READING PASSAGE Start Marker

Thursday, June 28, 2007

Not when turbines are placed next to towns and residences

Submitted by Paul Faber, the following was also printed in the Hays Daily News, June 2007:

Once in a while you hear from an old student — sometimes second-hand — that you actually made some contribution to the student’s education. It’s most pleasant, of course, when the student seems to have actually understood what you were trying to teach and is finding it meaningful.

But it probably happens almost as often that the student will say something like, “I have always remembered when you taught us that the earth is flat,” or some other thing that you never in your wildest dreams tried to teach.

In fact, a few students studying logic sometimes seem to get the point just backward about fallacies. Fallacies are mistakes in reasoning. They look like logical arguments, but if you study them under the microscope you find there is a flaw in the reasoning.

We teach about fallacies so that people will avoid them in their own thinking and writing and speaking, or at least so we think. But every once in a while we run into someone who studies fallacies and thinks he ought to start using more of them.

The feeling that I’ve run into people who prefer to use fallacies has returned recently.

In the ongoing debate about the application for a conditional use permit for CPV Wind Hays, an application, that is, for legal permission to erect near Hays about 130 400-foot tall structures with wind turbines on top, a fallacy of relevance has popped.

Fallacies of relevance occur when someone puts forward some purported evidence for a position when that evidence is actually not relevant to the truth or falsity of the position. The evidence itself may very well be true, and it might even be emotionally appealing. But it just does not offer logical support for a position.

READING PASSAGE End Marker
DATA BELOW Start Marker

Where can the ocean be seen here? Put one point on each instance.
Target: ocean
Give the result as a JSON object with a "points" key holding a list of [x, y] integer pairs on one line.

DATA BELOW End Marker

> **TASK LIST**:
**1)** From the passage on fallacies, list the activities in which teaching about fallacies is meant to help people avoid them.
**2)** Answer these questions from the passage on fallacies:
(a) In what newspaper was the piece also printed?
(b) According to the passage, what are fallacies?
(c) About how many structures would the permit allow near Hays, and how tall would they be?
**3)** Please say whether each statement agrees with the passage on fallacies:
(a) The proposed structures near Hays would have wind turbines on top.
(b) The evidence offered in a fallacy of relevance is always false.
(c) Former students remember only what the teacher actually tried to teach.

> **SOLVED PROBLEMS**:
**1)** Thinking, writing, speaking

**2)**
(a) The Hays Daily News
(b) Mistakes in reasoning
(c) About 130 structures, each 400 feet tall

**3)**
(a) Yes: "about 130 400-foot tall structures with wind turbines on top"
(b) No: "The evidence itself may very well be true"
(c) No: "or some other thing that you never in your wildest dreams tried to teach"